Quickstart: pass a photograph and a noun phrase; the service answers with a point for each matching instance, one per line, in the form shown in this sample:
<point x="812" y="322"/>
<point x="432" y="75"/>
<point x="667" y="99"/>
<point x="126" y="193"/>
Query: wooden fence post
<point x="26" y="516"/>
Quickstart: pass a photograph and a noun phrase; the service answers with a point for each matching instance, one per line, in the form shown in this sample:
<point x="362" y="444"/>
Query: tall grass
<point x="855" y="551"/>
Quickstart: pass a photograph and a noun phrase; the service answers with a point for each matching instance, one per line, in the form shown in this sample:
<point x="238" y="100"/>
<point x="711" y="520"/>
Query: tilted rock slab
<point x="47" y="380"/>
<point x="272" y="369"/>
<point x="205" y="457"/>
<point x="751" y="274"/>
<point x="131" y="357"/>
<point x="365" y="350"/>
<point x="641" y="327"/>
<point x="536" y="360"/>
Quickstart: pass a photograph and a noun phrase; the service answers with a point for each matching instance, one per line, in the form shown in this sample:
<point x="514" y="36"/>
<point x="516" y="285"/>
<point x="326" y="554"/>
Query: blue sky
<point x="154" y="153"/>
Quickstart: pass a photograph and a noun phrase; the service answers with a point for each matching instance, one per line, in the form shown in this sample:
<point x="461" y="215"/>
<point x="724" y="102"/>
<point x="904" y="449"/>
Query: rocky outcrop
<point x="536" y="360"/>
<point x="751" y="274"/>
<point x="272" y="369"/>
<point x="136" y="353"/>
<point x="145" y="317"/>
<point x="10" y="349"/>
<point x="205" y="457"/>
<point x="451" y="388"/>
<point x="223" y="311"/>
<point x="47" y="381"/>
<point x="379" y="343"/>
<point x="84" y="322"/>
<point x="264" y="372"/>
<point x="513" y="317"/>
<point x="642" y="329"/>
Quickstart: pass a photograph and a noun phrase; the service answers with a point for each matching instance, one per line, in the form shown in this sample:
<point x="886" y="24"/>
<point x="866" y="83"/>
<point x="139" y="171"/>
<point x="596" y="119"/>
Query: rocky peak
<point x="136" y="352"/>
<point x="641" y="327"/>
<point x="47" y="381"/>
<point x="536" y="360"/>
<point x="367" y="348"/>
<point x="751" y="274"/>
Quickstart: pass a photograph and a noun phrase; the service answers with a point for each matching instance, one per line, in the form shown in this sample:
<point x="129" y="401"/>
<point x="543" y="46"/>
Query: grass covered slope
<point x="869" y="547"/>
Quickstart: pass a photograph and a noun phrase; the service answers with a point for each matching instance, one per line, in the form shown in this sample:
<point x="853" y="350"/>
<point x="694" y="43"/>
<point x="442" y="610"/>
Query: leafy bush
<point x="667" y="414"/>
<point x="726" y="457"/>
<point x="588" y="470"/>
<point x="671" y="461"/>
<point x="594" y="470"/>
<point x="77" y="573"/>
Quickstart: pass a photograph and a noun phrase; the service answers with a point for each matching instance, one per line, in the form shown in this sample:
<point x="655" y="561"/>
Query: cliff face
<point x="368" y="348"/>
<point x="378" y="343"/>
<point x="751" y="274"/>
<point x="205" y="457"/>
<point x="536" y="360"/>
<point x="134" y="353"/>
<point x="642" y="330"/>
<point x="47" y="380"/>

▶ _Written request_: State how many lines in the entries above contain the word "rocky", giving only the number.

▶ _Result of this exercise_: 2